* **Listed records**
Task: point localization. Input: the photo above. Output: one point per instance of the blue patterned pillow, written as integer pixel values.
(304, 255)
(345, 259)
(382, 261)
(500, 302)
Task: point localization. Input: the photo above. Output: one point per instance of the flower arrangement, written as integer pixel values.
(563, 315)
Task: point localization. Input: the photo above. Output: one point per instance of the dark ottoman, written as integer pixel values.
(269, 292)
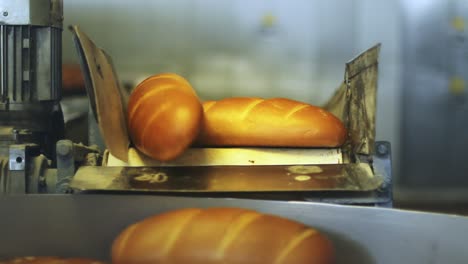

* **To do**
Transcribe every line of the records exactly. Pictures do not belong in the copy.

* **Solution**
Task: point localization. Input: the photo above. Output: one point per instance of the blue patterned pillow, written as integer pixel values.
(304, 255)
(345, 259)
(382, 261)
(500, 302)
Task: point localization. Input: the photo above. Output: one point per instance of the flower arrangement, written as integer pixel values.
(563, 315)
Task: point localization. Input: the photo above. Output: one point per instance of the dark ottoman, written as integer pixel values.
(269, 292)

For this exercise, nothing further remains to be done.